- _Goal_
Recast the items below as a Markdown table with the columns Row and Text, one numbered row per line, from the start of the items through the line containing "pixel 317 24", that line included. Skip blank lines and leave the pictures out.

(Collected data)
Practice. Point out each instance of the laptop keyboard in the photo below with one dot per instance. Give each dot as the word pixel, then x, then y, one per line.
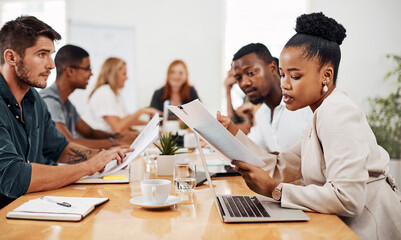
pixel 244 206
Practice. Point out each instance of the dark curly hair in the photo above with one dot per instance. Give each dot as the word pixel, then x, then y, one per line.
pixel 259 49
pixel 320 37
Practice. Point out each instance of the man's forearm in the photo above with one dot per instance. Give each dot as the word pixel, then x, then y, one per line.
pixel 75 153
pixel 46 177
pixel 98 134
pixel 93 143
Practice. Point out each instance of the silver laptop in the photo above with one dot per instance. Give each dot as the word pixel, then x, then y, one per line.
pixel 249 208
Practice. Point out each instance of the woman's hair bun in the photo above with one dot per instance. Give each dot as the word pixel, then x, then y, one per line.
pixel 317 24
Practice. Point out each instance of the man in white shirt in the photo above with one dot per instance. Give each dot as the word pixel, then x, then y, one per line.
pixel 73 72
pixel 276 128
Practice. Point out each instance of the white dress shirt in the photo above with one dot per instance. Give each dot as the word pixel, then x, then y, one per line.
pixel 283 131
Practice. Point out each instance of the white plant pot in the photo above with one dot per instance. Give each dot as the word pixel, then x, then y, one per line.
pixel 165 165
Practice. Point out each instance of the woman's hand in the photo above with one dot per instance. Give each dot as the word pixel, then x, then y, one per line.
pixel 227 123
pixel 100 160
pixel 256 178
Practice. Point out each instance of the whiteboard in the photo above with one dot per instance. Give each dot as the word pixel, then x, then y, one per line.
pixel 102 42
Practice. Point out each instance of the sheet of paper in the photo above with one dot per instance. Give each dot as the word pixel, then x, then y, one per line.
pixel 78 205
pixel 196 116
pixel 149 134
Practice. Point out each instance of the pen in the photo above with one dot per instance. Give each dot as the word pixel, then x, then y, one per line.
pixel 64 204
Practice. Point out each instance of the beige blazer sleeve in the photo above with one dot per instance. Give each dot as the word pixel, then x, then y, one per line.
pixel 336 158
pixel 286 167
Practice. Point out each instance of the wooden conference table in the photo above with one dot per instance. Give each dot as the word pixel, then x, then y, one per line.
pixel 119 219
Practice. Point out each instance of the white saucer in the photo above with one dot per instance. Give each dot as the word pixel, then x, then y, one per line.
pixel 139 201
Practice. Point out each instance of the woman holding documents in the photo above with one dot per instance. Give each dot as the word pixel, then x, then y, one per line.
pixel 107 110
pixel 344 170
pixel 177 89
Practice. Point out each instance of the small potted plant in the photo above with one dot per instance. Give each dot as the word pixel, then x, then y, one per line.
pixel 168 148
pixel 385 119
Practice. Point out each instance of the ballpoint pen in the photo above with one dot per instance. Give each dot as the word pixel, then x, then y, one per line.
pixel 64 204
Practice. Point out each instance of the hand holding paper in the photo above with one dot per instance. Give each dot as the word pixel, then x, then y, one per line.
pixel 195 115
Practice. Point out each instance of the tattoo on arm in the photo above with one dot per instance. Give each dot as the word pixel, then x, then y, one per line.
pixel 78 155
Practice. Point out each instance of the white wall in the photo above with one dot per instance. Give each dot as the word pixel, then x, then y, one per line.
pixel 191 30
pixel 194 31
pixel 373 31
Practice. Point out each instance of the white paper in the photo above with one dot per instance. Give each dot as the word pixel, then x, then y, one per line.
pixel 81 206
pixel 149 134
pixel 196 116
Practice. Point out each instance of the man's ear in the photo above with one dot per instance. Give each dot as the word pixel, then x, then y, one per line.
pixel 69 71
pixel 273 67
pixel 11 57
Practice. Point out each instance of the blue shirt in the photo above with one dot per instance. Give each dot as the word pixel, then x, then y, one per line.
pixel 34 139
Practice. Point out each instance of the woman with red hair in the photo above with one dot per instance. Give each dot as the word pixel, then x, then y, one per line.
pixel 177 89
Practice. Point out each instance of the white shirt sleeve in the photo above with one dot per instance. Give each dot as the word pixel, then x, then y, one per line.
pixel 105 102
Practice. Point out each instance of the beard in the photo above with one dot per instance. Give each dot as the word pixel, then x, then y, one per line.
pixel 24 77
pixel 258 100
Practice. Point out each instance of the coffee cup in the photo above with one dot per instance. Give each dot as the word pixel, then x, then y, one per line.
pixel 155 191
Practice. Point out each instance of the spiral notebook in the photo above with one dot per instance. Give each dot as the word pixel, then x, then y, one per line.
pixel 56 208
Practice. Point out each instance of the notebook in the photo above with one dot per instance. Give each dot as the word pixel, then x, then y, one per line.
pixel 249 208
pixel 120 176
pixel 56 208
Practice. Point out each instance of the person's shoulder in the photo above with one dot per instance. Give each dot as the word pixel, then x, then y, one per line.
pixel 338 101
pixel 192 89
pixel 104 89
pixel 49 92
pixel 159 92
pixel 338 108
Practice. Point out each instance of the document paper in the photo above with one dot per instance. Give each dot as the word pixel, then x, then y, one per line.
pixel 196 116
pixel 149 134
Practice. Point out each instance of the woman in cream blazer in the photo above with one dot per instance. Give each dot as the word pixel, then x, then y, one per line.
pixel 344 170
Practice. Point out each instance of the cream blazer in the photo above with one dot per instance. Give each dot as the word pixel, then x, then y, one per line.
pixel 343 168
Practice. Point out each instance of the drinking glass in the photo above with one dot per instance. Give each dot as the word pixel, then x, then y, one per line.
pixel 184 176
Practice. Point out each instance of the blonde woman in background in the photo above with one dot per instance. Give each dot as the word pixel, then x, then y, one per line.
pixel 177 89
pixel 107 110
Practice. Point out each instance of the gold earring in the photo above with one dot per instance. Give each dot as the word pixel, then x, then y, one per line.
pixel 325 88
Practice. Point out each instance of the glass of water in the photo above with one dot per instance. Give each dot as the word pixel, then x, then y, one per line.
pixel 184 176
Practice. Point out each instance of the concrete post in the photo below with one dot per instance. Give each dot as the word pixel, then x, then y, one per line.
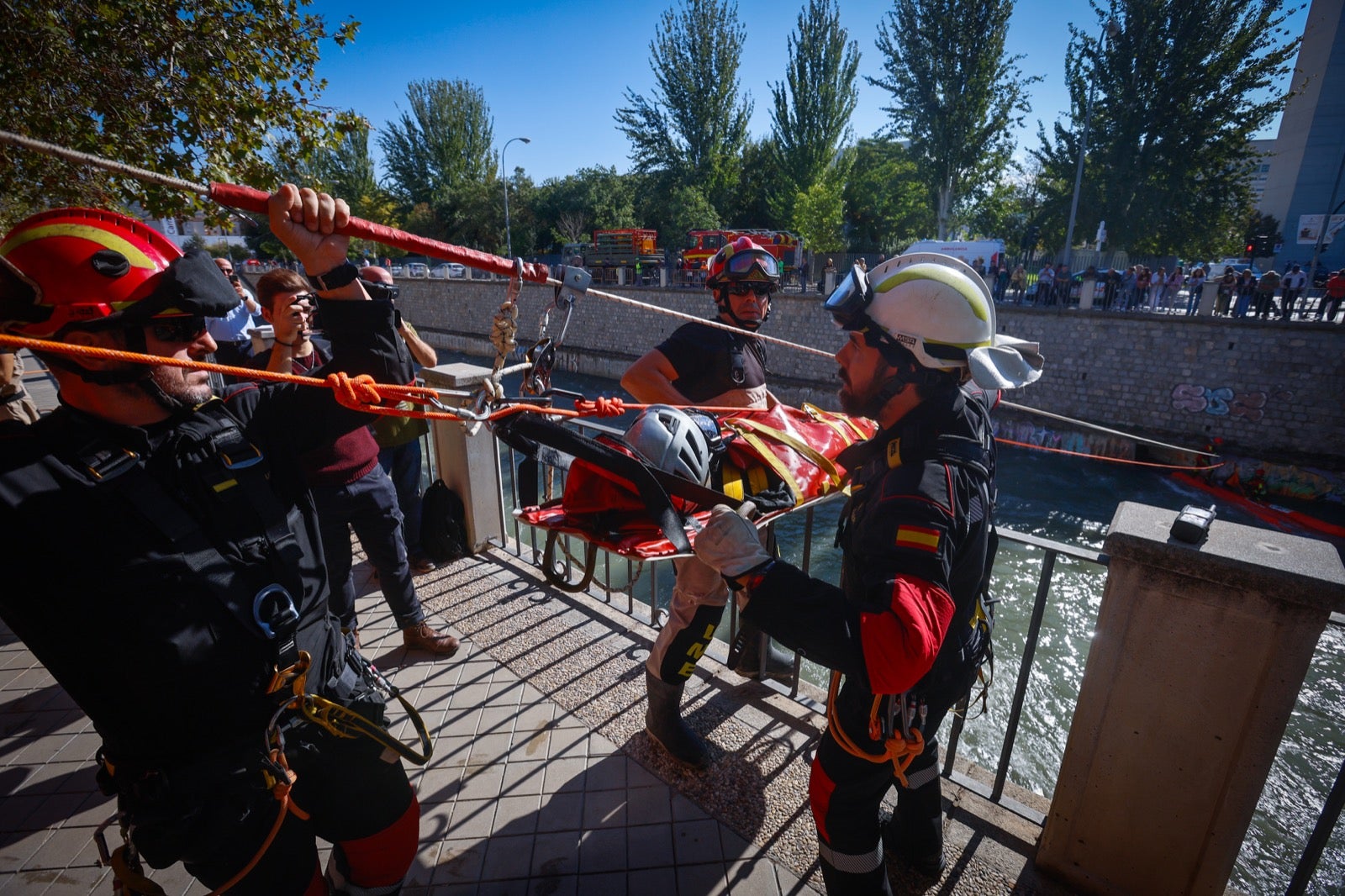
pixel 468 463
pixel 1194 670
pixel 1086 293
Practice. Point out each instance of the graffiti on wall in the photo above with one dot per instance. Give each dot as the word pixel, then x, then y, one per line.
pixel 1226 403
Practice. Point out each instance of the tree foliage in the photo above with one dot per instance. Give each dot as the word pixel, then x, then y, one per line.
pixel 955 96
pixel 887 205
pixel 810 116
pixel 1180 89
pixel 820 215
pixel 440 145
pixel 190 89
pixel 693 124
pixel 572 208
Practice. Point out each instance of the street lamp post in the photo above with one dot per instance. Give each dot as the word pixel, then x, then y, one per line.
pixel 1110 30
pixel 509 241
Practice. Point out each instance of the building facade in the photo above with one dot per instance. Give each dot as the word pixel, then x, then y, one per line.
pixel 1305 181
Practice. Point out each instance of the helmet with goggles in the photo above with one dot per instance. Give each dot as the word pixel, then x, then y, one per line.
pixel 939 309
pixel 672 441
pixel 743 261
pixel 91 268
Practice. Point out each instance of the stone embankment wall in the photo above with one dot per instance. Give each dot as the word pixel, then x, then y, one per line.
pixel 1266 389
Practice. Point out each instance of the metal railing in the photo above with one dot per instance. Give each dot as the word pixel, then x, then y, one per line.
pixel 1051 553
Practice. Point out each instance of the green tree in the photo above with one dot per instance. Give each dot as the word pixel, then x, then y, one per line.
pixel 755 202
pixel 887 205
pixel 1168 152
pixel 693 124
pixel 347 170
pixel 441 143
pixel 572 208
pixel 810 116
pixel 955 96
pixel 820 215
pixel 689 210
pixel 188 89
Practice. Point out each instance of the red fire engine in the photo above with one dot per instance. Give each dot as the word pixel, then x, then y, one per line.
pixel 782 244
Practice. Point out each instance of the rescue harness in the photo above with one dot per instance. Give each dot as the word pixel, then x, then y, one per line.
pixel 229 486
pixel 898 720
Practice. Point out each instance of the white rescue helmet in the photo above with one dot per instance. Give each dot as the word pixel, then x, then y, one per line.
pixel 670 440
pixel 941 309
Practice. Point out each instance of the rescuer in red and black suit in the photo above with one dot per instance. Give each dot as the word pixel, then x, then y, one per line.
pixel 709 367
pixel 177 588
pixel 908 627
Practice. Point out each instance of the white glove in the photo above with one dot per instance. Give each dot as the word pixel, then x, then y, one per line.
pixel 730 544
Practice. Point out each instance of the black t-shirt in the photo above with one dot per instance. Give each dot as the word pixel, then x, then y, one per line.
pixel 716 367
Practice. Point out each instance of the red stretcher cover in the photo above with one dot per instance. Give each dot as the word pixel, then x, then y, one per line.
pixel 795 447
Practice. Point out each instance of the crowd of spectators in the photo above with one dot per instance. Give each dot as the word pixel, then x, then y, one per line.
pixel 1138 288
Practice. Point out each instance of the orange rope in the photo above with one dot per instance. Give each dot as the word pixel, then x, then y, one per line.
pixel 1116 461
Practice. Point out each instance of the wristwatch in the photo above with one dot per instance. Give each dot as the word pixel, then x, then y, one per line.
pixel 340 276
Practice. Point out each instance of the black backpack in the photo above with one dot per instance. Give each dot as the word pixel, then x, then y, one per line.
pixel 443 524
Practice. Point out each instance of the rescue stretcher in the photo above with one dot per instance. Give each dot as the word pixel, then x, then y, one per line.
pixel 782 459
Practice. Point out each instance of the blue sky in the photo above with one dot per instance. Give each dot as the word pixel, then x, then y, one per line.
pixel 556 71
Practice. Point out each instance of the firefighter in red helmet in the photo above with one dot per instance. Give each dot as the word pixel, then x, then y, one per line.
pixel 199 602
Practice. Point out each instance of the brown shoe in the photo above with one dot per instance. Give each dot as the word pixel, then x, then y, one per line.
pixel 421 636
pixel 421 566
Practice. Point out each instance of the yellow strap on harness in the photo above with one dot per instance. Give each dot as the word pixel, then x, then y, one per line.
pixel 346 723
pixel 898 750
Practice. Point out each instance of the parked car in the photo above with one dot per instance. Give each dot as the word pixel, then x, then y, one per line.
pixel 450 269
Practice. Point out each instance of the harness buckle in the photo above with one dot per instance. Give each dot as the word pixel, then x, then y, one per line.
pixel 275 613
pixel 253 459
pixel 108 461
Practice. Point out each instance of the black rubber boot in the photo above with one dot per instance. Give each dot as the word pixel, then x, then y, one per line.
pixel 663 721
pixel 915 833
pixel 779 665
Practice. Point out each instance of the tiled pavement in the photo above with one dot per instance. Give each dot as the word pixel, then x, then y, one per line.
pixel 542 779
pixel 520 797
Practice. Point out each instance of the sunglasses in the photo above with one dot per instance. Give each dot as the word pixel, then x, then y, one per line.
pixel 179 329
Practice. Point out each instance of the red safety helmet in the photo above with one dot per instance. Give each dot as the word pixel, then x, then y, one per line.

- _Response for this exercise_
| Row | Text |
|---|---|
| 1 | Practice. Point out each instance of the laptop keyboard in the photo below with one dot per instance. Give each dot as the word pixel, then x, then y, one per line. |
| 2 | pixel 244 206 |
| 3 | Practice. Point out each instance of the dark curly hair in the photo above with one dot per instance. Give each dot as the word pixel, then x, then y, one per line. |
| 4 | pixel 259 49 |
| 5 | pixel 320 37 |
| 6 | Practice. Point out each instance of the man's forearm in the photo above with one dot per instance. Give each dot as the word pixel, then x, then y, one per line. |
| 7 | pixel 75 153 |
| 8 | pixel 46 177 |
| 9 | pixel 98 134 |
| 10 | pixel 93 143 |
| 11 | Practice. Point out each instance of the silver laptop in the photo above with one dot per instance. Give each dot as the word pixel, then x, then y, one per line. |
| 12 | pixel 249 208 |
| 13 | Practice. Point out each instance of the woman's hair bun in the photo above with one dot per instance. Give each dot as the word pixel, then x, then y, one per line. |
| 14 | pixel 317 24 |